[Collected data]
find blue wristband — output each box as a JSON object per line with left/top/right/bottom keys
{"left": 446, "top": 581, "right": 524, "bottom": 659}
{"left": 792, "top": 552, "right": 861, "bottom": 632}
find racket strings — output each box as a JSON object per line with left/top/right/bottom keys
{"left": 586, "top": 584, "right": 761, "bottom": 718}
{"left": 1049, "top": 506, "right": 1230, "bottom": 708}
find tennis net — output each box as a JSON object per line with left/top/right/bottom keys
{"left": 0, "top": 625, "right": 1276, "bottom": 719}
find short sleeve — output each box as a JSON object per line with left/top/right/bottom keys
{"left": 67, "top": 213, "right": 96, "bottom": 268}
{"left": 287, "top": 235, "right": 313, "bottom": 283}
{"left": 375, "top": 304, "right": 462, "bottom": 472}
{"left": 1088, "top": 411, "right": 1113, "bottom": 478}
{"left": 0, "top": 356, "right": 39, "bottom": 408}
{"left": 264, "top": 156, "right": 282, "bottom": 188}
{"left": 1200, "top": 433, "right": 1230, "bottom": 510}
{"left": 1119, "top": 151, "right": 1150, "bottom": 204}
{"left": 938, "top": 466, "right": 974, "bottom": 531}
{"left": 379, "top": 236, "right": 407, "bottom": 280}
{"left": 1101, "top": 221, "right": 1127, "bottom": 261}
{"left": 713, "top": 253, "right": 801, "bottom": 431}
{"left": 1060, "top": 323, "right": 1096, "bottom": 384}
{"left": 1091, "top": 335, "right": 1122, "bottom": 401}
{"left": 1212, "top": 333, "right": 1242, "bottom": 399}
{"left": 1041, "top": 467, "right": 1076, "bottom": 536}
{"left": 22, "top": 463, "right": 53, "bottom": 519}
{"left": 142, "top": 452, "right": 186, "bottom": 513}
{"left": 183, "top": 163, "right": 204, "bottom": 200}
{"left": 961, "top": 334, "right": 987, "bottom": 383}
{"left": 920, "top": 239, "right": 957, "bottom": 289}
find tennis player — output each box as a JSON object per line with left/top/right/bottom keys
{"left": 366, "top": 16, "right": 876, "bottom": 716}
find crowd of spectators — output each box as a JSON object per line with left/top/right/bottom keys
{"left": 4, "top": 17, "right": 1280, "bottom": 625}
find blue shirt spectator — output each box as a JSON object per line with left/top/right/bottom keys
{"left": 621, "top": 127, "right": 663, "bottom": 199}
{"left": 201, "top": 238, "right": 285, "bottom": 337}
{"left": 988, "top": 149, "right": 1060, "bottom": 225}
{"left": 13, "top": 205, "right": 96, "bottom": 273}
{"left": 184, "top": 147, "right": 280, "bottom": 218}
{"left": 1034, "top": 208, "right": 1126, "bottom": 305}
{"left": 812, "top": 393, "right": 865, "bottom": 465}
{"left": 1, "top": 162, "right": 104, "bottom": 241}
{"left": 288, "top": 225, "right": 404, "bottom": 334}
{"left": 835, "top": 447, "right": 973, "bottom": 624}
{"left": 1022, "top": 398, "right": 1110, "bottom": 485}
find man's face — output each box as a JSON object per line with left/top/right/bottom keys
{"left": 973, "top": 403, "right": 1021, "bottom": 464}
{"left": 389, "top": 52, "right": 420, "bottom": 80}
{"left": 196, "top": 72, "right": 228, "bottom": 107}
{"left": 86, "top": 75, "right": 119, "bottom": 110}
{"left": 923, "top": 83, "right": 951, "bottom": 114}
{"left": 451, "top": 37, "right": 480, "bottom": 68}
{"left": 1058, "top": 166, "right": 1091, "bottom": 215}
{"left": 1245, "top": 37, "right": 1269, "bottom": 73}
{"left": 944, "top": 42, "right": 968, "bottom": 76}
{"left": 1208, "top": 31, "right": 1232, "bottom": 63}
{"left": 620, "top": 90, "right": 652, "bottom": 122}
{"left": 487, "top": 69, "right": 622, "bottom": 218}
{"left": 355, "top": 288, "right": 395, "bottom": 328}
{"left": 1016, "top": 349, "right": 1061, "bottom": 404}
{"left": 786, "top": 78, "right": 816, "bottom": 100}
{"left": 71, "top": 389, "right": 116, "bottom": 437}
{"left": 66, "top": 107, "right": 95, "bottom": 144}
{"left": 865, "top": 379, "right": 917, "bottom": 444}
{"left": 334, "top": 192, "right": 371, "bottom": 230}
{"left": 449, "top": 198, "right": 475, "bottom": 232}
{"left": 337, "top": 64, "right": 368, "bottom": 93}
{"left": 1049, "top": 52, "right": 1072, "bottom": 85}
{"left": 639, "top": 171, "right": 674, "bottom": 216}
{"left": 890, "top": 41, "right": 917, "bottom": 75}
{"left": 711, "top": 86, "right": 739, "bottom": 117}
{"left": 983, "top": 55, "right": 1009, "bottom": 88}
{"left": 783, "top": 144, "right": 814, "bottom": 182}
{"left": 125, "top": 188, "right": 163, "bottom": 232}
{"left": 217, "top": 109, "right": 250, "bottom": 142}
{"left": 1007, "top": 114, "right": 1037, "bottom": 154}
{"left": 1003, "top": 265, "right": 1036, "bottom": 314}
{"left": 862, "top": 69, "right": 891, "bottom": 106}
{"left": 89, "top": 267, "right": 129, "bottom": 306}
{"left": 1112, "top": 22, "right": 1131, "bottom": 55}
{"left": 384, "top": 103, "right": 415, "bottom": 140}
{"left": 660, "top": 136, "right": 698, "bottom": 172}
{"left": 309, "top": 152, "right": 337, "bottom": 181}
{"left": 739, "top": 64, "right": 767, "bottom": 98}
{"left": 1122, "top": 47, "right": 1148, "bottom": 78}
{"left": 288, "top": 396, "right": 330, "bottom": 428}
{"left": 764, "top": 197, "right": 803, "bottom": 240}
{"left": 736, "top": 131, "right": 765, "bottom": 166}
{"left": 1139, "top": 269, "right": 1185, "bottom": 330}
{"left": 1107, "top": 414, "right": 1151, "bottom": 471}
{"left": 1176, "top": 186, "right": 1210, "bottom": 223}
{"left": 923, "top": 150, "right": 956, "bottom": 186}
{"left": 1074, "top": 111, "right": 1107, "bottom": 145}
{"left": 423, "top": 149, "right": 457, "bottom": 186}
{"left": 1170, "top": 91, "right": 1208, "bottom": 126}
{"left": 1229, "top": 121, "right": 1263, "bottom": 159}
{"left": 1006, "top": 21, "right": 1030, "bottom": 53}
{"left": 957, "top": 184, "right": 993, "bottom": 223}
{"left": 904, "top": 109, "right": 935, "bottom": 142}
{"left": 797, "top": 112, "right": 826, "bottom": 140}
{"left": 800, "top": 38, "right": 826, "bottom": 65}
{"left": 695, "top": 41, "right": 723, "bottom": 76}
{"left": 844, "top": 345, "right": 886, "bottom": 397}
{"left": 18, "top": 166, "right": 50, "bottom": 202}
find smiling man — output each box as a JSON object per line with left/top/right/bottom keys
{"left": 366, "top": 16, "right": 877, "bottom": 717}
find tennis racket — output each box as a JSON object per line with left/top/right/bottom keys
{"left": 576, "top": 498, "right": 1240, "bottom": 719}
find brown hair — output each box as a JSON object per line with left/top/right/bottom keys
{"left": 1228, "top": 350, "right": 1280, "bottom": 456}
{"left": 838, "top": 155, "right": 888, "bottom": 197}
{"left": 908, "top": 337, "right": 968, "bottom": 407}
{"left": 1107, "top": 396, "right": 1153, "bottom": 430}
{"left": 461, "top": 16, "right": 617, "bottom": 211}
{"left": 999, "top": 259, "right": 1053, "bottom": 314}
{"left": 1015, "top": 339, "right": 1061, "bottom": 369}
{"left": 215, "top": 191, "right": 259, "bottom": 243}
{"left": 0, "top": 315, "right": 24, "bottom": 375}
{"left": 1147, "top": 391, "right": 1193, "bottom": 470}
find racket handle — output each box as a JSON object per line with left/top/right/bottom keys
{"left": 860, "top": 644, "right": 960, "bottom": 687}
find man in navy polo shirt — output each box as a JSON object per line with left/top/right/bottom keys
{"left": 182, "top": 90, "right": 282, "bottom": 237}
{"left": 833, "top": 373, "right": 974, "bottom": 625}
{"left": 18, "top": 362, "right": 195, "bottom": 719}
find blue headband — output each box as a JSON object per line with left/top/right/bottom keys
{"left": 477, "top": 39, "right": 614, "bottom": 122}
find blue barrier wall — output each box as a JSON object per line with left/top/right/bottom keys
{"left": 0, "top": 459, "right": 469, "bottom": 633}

▶ _Task goal_
Repeat the data above starting at the line with "find blue headband" and ending at its last line, exactly, with no other lines.

▶ _Written solution_
find blue headband — output each box as a JSON object per line with left/top/right/bottom keys
{"left": 477, "top": 39, "right": 614, "bottom": 122}
find blue barrier wall — output each box as a JSON object per line with left/top/right/bottom keys
{"left": 0, "top": 459, "right": 469, "bottom": 633}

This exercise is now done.